> [Extracted text]
===

CINCINNATI – The region’s poorest and most blighted communities could lose out on tens of millions of dollars set aside to bolster their revitalization under federal budget cuts considered by the Trump administration.
The proposed cuts would trim funding for public housing and eliminate the Community Development Block Grant, or CDBG, program that for decades has funneled tens of millions of dollars into local neighborhood redevelopment projects.
“These kinds of cuts would devastate community-based organizations who wake up every day with the goal of trying to revitalize their neighborhoods, deal with bad landlords, remove blight and put small businesses into storefronts,” said Kathy Schwab, executive director of the Local Initiatives Support Corp. of Greater Cincinnati and Northern Kentucky. The nonprofit helps community-based developers find resources and money for their work.
A spokesman for HUD told The Washington Post that the budget document "is still a work in progress."
During his January confirmation hearing HUD Secretary Ben Carson's signaled cuts would indeed be coming, adding that public housing assistance shouldn't be a "way of life," but rather a "springboard to move forward."
Cuts to the CDBG program aren’t new. In 2016, the program was slashed by $2.3 billion.
“Eliminating it, entirely though, that would be a huge blow,” Schwab said.
In 2016, the city of Cincinnati received nearly $13 million from the CDBG program. Those dollars are supporting more than 30 projects and programs across the city including:
More than $1.38 million for Cincinnati Mayor John Cranley’s Hand-Up Initiative, a job training and placement program aimed at curbing poverty in the city.

===

> [Exercises]
a – According to the article on proposed federal budget cuts, how much did the city of Cincinnati receive from the CDBG program in 2016?
b – Write a continuation of the article on proposed federal budget cuts, picking up after its last sentence.

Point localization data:

===

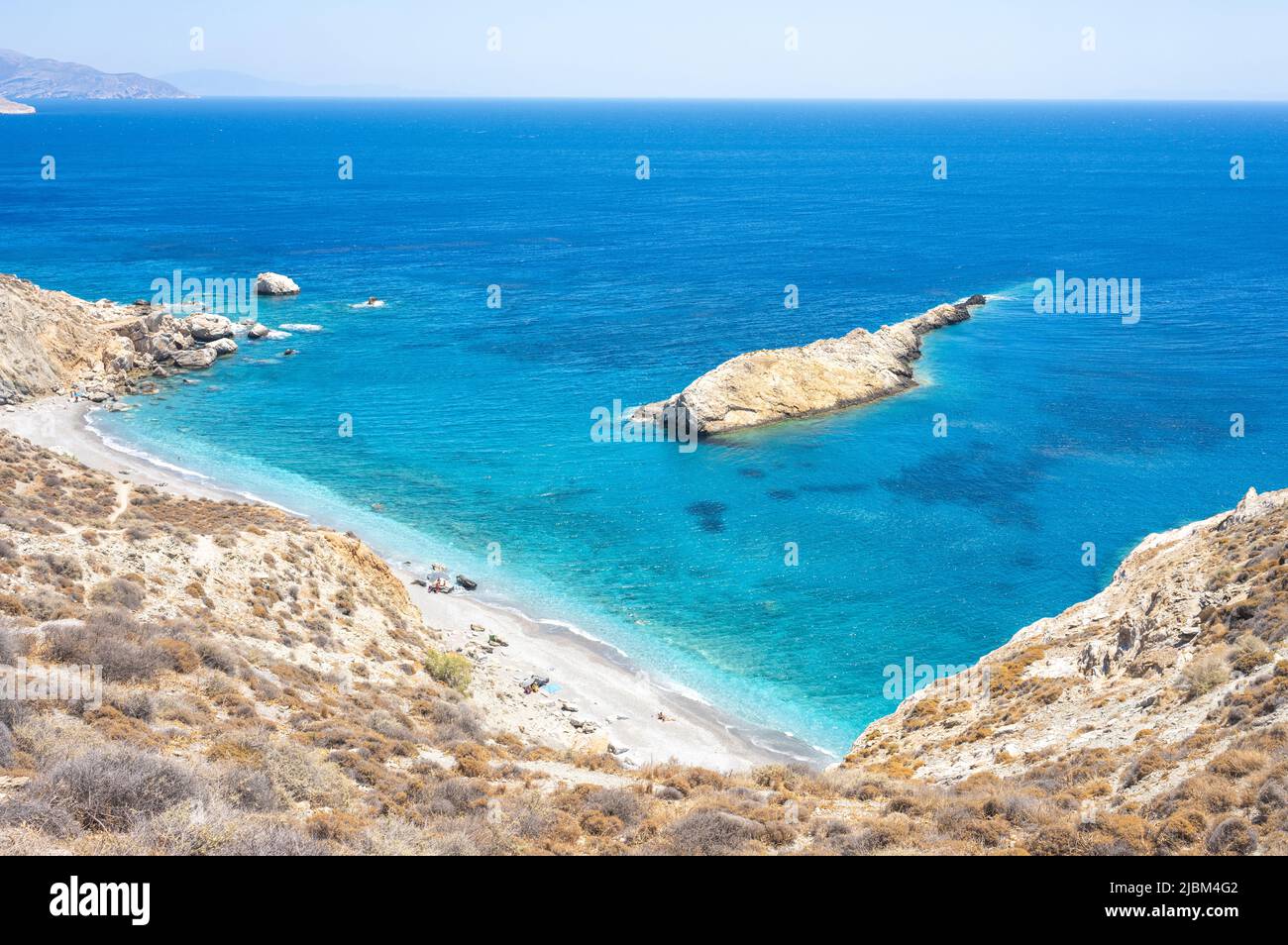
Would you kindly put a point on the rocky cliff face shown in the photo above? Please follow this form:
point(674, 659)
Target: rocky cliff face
point(1155, 679)
point(8, 107)
point(51, 342)
point(780, 383)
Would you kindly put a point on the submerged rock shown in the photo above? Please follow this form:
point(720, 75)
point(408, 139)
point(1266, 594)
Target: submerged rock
point(274, 283)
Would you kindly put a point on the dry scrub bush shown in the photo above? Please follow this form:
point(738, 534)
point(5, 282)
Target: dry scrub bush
point(115, 788)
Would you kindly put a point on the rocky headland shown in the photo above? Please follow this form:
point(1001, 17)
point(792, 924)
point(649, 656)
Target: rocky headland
point(8, 107)
point(780, 383)
point(53, 342)
point(31, 77)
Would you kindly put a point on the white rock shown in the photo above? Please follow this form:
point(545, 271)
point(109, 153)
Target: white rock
point(273, 283)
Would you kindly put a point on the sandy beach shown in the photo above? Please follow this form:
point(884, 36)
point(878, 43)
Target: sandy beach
point(639, 717)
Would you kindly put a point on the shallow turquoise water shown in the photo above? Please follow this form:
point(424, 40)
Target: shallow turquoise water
point(472, 424)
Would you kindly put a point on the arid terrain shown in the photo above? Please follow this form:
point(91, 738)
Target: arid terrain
point(270, 687)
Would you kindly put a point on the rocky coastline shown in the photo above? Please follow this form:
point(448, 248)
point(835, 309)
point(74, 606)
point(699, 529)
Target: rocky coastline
point(772, 385)
point(55, 343)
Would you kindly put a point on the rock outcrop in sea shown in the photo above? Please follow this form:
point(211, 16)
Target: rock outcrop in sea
point(30, 77)
point(273, 283)
point(8, 107)
point(785, 382)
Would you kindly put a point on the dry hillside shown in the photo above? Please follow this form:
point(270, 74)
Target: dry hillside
point(269, 689)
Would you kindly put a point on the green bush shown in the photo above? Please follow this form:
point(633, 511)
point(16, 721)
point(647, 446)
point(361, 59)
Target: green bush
point(450, 669)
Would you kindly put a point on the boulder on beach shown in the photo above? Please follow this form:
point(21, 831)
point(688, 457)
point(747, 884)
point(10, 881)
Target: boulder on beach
point(196, 358)
point(274, 283)
point(207, 327)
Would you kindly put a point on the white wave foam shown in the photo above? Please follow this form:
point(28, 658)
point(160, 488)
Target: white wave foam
point(116, 446)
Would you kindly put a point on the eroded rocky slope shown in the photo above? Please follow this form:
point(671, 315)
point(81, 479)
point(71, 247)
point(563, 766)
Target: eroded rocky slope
point(785, 382)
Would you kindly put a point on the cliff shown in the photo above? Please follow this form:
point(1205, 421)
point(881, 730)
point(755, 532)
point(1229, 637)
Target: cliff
point(785, 382)
point(277, 690)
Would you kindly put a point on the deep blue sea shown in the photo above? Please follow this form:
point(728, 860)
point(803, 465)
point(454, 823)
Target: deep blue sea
point(472, 424)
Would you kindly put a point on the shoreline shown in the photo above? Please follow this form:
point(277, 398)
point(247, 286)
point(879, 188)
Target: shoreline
point(600, 682)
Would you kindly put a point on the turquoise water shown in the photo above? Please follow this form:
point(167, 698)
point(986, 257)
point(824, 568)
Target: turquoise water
point(471, 425)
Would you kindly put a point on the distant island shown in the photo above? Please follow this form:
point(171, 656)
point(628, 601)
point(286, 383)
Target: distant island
point(781, 383)
point(8, 107)
point(27, 77)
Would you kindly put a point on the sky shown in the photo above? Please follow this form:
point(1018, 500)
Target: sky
point(931, 50)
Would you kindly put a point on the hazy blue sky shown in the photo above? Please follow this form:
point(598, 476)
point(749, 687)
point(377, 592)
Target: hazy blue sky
point(690, 48)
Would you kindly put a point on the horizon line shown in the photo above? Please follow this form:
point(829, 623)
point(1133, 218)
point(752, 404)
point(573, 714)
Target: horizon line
point(193, 97)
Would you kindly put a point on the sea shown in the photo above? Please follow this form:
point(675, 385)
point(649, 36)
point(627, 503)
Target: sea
point(544, 261)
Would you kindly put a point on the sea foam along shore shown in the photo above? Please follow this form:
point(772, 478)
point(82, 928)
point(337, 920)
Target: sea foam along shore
point(601, 682)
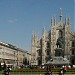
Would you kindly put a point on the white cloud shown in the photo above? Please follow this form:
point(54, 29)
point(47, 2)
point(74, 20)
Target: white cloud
point(12, 20)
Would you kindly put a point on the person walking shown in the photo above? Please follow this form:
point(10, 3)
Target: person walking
point(6, 71)
point(49, 71)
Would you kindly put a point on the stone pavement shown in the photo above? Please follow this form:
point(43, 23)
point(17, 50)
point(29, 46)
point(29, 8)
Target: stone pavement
point(37, 74)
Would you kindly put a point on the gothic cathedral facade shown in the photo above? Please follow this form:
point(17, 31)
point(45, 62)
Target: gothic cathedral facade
point(59, 35)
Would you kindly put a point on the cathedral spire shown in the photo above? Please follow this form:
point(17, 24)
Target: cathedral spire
point(68, 21)
point(43, 30)
point(60, 14)
point(52, 21)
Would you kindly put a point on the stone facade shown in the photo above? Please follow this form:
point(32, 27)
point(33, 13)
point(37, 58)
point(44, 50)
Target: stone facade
point(12, 55)
point(59, 36)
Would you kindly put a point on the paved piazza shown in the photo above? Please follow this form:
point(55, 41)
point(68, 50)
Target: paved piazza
point(37, 74)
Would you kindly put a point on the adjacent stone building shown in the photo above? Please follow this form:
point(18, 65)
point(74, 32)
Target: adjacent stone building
point(13, 56)
point(59, 36)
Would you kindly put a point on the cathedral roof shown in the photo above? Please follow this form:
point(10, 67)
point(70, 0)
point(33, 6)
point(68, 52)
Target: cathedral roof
point(58, 61)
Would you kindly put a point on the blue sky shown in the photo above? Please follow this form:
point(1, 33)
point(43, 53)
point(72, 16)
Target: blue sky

===

> [Answers to the exercises]
a – Nearly $13 million.

b –
More than $1.6 million in funding for a housing repair program that’s helped more than 5,000 low-income, elderly and disabled residents make emergency repairs to their homes.
More than $900,000 for neighborhood business district improvements. These funds are matched with money from the city’s general fund and have been tapped by communities including Avondale, Walnut Hills and Madisonville as leaders there work to remake their business districts.
Statewide in Ohio, more than $140 million is awarded annually to communities through the CDBG program, according to HUD.
The proposed federal cuts would also eliminate the Choice Neighborhood program, which is remaking several city blocks in Avondale.
In 2012, the program awarded $29.5 million to the Community Builders Inc. to remake more than 600 units of foreclosed low-income housing spanning several aging, apartment buildings in the neighborhood.
That work has also helped fuel the redevelopment of the Avondale Towne Center and a new neighborhood health clinic.
“The revitalization that’s happening in that community would have never happened without that grant, period,” Schwab said.